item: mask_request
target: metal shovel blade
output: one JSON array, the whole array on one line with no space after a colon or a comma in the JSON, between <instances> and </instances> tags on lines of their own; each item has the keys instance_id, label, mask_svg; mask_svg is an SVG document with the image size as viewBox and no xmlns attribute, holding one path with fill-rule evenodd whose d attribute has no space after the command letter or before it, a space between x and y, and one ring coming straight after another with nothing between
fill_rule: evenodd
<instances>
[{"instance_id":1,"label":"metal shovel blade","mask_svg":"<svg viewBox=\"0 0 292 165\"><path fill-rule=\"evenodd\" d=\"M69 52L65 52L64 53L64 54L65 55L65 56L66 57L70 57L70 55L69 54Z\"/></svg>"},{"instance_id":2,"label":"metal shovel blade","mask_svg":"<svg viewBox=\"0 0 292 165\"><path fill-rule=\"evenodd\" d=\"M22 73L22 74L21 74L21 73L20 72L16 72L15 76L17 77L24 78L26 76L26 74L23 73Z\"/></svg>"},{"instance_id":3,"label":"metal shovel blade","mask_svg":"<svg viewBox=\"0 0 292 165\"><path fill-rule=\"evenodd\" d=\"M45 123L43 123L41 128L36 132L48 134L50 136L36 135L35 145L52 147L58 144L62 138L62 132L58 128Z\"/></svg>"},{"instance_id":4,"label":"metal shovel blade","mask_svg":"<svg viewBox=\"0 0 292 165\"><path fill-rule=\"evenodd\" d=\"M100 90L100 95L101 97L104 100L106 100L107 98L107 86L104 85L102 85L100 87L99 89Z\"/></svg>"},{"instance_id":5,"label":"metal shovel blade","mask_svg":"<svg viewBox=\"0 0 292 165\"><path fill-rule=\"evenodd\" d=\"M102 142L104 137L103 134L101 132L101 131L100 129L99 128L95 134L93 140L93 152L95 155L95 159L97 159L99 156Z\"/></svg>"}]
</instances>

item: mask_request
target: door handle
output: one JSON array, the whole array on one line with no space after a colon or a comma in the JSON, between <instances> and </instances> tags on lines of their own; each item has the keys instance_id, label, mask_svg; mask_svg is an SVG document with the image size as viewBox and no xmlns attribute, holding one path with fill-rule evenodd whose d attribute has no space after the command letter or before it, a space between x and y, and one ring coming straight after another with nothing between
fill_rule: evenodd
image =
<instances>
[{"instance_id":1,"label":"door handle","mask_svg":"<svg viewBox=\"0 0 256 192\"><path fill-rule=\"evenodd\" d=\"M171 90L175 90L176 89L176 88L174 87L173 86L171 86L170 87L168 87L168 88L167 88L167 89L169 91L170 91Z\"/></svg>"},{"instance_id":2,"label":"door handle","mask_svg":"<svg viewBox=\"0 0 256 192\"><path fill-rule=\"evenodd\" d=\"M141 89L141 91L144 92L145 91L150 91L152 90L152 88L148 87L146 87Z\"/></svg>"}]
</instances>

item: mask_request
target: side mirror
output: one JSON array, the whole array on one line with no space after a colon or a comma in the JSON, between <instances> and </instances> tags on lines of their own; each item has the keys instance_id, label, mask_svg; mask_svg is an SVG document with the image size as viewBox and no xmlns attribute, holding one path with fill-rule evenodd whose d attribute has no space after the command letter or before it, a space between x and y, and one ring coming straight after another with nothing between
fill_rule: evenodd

■ ■ ■ ■

Gather every line from the items above that contains the string "target", and copy each one in full.

- Completed exercise
target: metal shovel blade
target: door handle
target: side mirror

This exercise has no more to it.